- [Provided information]:
■ ■ ■ ■ ■ ■ ■

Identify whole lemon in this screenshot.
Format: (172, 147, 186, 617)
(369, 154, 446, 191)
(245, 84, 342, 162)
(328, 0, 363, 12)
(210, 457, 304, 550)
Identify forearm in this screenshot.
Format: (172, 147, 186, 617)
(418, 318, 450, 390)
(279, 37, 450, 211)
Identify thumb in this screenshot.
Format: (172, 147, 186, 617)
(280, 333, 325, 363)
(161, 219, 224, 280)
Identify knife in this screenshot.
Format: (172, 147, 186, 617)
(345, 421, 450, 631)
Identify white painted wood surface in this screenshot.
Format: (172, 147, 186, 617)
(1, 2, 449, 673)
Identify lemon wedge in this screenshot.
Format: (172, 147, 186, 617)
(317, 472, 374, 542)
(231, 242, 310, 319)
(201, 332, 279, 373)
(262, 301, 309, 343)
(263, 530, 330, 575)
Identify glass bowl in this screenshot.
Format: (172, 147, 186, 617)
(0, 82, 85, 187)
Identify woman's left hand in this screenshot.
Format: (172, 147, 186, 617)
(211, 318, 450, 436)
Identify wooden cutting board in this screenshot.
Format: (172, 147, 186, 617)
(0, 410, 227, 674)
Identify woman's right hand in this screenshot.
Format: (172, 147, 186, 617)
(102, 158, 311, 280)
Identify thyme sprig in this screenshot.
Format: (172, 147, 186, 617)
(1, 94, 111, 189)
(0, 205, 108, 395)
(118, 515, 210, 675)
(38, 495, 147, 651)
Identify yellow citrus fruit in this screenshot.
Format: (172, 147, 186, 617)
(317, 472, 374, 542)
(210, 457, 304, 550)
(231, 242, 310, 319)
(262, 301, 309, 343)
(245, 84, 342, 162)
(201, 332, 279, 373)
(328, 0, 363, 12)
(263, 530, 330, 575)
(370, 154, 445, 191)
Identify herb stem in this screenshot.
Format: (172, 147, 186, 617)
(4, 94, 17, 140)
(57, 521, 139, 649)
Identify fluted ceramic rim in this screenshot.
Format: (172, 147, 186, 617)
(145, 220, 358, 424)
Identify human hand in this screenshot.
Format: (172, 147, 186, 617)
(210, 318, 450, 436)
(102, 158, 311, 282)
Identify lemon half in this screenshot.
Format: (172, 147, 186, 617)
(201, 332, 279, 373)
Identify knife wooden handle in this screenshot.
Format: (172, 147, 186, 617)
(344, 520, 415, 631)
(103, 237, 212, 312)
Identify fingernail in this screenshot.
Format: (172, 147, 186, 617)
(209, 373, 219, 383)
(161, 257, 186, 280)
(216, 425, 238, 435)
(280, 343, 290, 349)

■ ■ ■ ■ ■ ■ ■

Show every line above in which the word "lemon" occurs.

- [Solution to this problem]:
Identify whole lemon in this screenshot.
Identify lemon wedge in this screenshot.
Identify lemon half in this screenshot.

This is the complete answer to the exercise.